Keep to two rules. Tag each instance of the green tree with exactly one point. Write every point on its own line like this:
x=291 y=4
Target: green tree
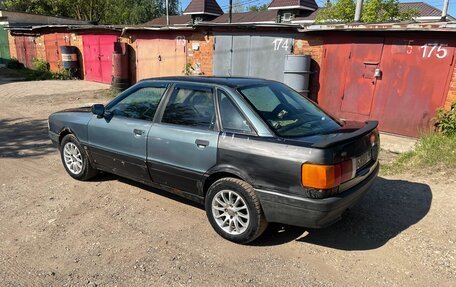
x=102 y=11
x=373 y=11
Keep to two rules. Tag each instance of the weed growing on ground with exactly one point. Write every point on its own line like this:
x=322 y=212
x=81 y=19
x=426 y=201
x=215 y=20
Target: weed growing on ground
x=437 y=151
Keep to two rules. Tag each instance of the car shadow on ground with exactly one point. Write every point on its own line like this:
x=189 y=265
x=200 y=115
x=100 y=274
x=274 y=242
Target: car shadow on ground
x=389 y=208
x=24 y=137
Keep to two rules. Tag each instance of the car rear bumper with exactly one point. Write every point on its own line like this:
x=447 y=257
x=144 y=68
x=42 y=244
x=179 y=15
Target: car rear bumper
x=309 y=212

....

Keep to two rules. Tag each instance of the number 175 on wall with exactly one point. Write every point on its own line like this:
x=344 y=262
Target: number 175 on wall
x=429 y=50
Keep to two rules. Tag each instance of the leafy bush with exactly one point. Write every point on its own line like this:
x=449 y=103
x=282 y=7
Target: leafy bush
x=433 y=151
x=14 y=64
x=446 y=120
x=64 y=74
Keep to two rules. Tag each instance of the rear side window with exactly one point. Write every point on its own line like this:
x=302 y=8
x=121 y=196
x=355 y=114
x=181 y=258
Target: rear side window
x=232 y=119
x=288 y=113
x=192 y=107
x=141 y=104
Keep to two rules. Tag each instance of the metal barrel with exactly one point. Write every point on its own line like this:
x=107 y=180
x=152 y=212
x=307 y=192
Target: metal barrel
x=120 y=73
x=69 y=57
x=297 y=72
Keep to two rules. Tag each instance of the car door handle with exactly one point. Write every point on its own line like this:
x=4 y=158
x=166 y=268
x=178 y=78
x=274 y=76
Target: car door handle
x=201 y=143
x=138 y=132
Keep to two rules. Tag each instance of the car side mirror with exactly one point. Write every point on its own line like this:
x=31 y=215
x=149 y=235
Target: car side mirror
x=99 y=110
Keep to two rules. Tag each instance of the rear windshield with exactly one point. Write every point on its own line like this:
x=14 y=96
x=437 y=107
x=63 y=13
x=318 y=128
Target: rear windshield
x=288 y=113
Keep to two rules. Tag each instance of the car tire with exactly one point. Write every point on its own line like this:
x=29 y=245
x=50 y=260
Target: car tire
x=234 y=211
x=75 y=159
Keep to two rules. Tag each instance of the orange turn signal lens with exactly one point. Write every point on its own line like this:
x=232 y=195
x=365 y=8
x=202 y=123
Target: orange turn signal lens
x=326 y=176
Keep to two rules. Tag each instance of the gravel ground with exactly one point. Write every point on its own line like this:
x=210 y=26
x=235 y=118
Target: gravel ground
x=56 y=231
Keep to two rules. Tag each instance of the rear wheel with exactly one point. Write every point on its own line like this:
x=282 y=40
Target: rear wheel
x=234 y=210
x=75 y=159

....

*What to work on*:
Pull out every line of the listing above that contains the word "metal", and copy each one in full.

*The response*:
Keep to two rules. Tag each instance of the metal barrel with exactly one point. Write every point on its own line like this:
Target: metal barrel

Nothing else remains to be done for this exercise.